Teks:
Problematika Masisir; Bolehkah Interaksi antara Masisir dan Masisirwati?
oleh
Allah telah menciptakan
manusia dengan keberagaman dalam bahasa, suku, dan warna kulit. Selain itu, Ia
juga telah membagi gender manusia menjadi dua; laki-laki dan perempuan,
sebagaimana firman-Nya:
{يَا أَيُّهَا النَّاسُ اتَّقُوا رَبَّكُمُ الَّذِي خَلَقَكُم مِّن
نَّفْسٍ وَاحِدَةٍ وَخَلَقَ مِنْهَا زَوْجَهَا وَبَثَّ مِنْهُمَا رِجَالًا
كَثِيرًا وَنِسَاءً ۚ} [النساء : 1]
“Wahai umat manusia sembahlah Tuhanmu
yang telah menciptakanmu dari diri yang satu dan menciptakan darinya
pasangannya dan melahirkan dari keduanya laki-laki dan perempuan yang banyak.”

Soal Latihan:
**a.** Dalam teks tentang interaksi Masisir dan Masisirwati, menjadi apa saja Allah membagi gender manusia?
**b.** Terjemahkan kalimat "Allah telah menciptakan manusia dengan keberagaman dalam bahasa, suku, dan warna kulit." dari teks tentang interaksi Masisir dan Masisirwati ke dalam bahasa Inggris.
**c.** Tuliskan lanjutan teks tentang interaksi Masisir dan Masisirwati, mulai setelah kalimat terakhir yang tertera.

[Data pelabelan koordinat]
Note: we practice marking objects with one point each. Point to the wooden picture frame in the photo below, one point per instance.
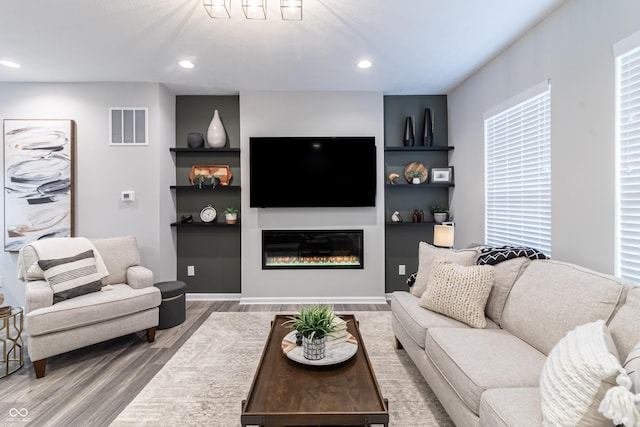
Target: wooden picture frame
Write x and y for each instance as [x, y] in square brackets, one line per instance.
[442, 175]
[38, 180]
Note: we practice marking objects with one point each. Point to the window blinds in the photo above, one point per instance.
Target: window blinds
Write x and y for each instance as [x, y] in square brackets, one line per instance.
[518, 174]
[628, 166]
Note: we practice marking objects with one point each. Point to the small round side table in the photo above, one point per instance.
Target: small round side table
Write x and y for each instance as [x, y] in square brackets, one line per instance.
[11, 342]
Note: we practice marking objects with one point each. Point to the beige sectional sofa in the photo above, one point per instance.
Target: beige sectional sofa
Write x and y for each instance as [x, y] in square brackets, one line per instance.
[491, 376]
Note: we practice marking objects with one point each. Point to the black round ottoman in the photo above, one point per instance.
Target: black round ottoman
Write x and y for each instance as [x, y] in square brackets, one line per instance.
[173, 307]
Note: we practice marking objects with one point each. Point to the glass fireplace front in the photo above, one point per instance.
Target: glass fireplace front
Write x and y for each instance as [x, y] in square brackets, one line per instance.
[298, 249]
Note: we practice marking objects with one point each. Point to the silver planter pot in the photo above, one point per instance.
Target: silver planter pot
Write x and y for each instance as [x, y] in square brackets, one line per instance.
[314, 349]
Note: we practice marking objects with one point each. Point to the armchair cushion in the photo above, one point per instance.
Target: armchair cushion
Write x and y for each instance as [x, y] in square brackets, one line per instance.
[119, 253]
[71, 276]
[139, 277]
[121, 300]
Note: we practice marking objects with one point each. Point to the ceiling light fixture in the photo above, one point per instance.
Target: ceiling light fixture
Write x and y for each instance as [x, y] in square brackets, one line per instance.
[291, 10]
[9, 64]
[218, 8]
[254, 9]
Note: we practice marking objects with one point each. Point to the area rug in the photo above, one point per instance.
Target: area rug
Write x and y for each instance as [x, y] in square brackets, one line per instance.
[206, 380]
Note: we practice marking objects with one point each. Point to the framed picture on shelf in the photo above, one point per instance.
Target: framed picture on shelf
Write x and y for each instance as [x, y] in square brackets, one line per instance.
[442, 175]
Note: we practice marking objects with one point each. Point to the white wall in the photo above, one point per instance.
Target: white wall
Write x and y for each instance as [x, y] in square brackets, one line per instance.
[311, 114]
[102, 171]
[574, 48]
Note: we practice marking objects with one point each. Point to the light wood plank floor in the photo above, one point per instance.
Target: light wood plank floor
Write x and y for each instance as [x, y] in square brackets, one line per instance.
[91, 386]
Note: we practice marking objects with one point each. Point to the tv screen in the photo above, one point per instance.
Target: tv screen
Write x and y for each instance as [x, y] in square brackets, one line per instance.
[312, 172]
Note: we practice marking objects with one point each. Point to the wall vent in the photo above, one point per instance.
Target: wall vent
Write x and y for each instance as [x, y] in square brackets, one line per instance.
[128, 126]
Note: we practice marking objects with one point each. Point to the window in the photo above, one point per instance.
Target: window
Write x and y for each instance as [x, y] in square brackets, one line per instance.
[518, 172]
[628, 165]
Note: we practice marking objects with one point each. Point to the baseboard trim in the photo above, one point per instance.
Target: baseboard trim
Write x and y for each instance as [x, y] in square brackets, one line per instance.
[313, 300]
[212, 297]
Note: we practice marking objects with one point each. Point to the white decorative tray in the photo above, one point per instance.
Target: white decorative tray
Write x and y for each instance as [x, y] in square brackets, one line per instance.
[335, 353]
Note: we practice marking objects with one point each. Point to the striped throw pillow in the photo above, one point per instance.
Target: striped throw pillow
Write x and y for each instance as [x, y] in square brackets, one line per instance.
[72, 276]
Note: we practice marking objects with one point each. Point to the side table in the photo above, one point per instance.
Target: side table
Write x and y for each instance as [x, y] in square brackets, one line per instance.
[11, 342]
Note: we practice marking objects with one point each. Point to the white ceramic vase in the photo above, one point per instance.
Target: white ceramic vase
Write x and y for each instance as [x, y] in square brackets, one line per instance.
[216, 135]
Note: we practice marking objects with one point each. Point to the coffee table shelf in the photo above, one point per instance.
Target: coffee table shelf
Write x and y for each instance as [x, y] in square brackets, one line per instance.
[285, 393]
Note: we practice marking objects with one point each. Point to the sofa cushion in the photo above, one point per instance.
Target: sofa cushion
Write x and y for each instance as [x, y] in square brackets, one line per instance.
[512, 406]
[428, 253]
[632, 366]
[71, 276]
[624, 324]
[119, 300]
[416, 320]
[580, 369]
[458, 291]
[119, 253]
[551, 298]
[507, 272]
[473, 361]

Pembahasan Soal:
**a.** Menjadi dua, yaitu laki-laki dan perempuan.

**b.** Allah has created humankind with diversity in language, ethnicity, and skin color.

**c.**
[An-Nisa ayat 1].
Namun, bersamaan adanya
kedua gender sebagai wujud kebijaksanaan dari Tuhan, agama telah memberi
aturan-aturan yang berkaitan tentang hubungan keduanya demi tercapainya
keadilan dan ketenteraman. Di antara aturan tersebut ialah yang berkenaan
dengan hubungan intim di luar nikah atau yang lebih dikenal dengan zina.
Keharaman dari perbuatan tersebut sudah jelas, bahkan dalam kitab-Nya, Allah
berfirman:
{وَلَا تَقْرَبُوا الزِّنَا ۖ إِنَّهُ كَانَ فَاحِشَةً وَسَاءَ
سَبِيلًا} [الإسراء : 32]
“Dan janganlah kamu mendekati zina,
sesungguhnya itu adalah perbuatan yang keji dan seburuk-buruknya jalan.”
[Al-Isra’ ayat 32].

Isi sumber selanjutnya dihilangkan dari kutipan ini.